● **Da fare**: Nel testo sull'intervista a Mariangela D’Abbraccio, riscrivi il passo da "BORGO SAN LORENZO" a "nel nostro tempo." rinominando "attrice" in "interprete".

┌─ Testo di partenza

A PORTE CHIUSE – Mariangela D’Abbraccio “L’imprevisto è lo stimolo alla crescita”
BORGO SAN LORENZO – I teatri stanno riaprendo. Questo periodo di chiusura ha portato riflessioni? La sofferenza è servita? A questi e a molti altri interrogativi risponde Mariangela D’Abbraccio, attrice di cinema e teatro, celebre per le sue interpretazioni nei film “Tu mi turbi” di Benigni, “L’uomo privato” di Greco e in diversi spettacoli, sotto la regia di Eduardo De Filippo, Liliana Cavani, Francesco Tavassi, Pier Luigi Pizzi e molti altri. Con schiettezza e coraggio, la D’Abbraccio esplora questioni attuali e non, lasciando un’idea puntale del ruolo degli artisti nel nostro tempo.
Lei ha portato in scena “Camille Claudel” sul testo di Dacia Maraini, che ha voluto rendere la forza tormentata di una scultrice che è stata definita un genio maledetto al femminile. La Parigi della prima metà del 1900 pullulava di artisti che ricercavano la purezza della vita staccandosi da una società consumista. Lei crede che esistano ancora oggi delle figure di questo tipo oppure che siano ormai tramontate e che non possano neanche ripresentarsi? Io penso che la situazione di Camille Claudel sia stata estrema in quel contesto, in virtù del suo essere donna e del suo dedicarsi ad un mestiere che era considerato ad appannaggio esclusivo degli uomini. Per questo, anche in seguito all’incontro con Rodin, che è stato benedetto e maledetto al contempo, si è trovata costretta a combattere numerose battaglie, che non sono poi così diverse da quelle che molte donne combattono oggi. Anche se per alcuni versi sono lotte differenti, hanno dei punti in comune: in particolar modo l’idea che non tutti i ruoli possono essere ricoperti dalle donne. Mi riferisco soprattutto ai ruoli di potere, dove le donne non sono rappresentate. Anche nel nostro settore è così: ad esempio, poche donne sono direttrici di teatri stabili. La parità è un concetto troppo lontano, magari non rischiamo più di finire in manicomio in quanto scomode, come è accaduto a Camille, ma veniamo ostacolate in altri modi. Quindi non siamo poi così lontani da quel tempo.

└─
┌─ Voci fornite

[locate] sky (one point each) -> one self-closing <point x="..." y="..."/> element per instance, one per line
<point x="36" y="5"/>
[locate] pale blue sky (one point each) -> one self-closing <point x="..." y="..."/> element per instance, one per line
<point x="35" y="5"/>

└─
┌─ Voci fornite

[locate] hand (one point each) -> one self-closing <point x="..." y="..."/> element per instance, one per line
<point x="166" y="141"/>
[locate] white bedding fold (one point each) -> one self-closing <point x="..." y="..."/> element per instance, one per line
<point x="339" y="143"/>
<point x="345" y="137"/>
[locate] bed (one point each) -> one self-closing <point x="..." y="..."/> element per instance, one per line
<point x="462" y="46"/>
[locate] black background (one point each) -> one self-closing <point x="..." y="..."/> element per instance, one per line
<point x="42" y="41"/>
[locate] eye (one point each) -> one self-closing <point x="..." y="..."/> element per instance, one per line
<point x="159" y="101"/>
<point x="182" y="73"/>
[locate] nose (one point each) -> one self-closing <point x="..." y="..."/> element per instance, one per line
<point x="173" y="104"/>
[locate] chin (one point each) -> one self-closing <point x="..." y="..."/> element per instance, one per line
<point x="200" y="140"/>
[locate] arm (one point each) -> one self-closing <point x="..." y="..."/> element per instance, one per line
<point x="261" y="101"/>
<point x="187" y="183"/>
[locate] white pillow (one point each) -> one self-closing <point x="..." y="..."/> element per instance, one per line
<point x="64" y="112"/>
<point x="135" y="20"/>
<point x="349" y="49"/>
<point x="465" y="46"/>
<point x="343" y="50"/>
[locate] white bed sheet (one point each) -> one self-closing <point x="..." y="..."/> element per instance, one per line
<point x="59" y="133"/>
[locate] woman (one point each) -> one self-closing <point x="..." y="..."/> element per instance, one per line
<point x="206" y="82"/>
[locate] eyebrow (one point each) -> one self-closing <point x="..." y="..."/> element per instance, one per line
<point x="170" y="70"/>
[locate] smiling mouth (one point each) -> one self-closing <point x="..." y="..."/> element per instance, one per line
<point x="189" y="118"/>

└─

● **Risposta**:
BORGO SAN LORENZO – I teatri stanno riaprendo. Questo periodo di chiusura ha portato riflessioni? La sofferenza è servita? A questi e a molti altri interrogativi risponde Mariangela D’Abbraccio, interprete di cinema e teatro, celebre per le sue interpretazioni nei film “Tu mi turbi” di Benigni, “L’uomo privato” di Greco e in diversi spettacoli, sotto la regia di Eduardo De Filippo, Liliana Cavani, Francesco Tavassi, Pier Luigi Pizzi e molti altri. Con schiettezza e coraggio, la D’Abbraccio esplora questioni attuali e non, lasciando un’idea puntale del ruolo degli artisti nel nostro tempo.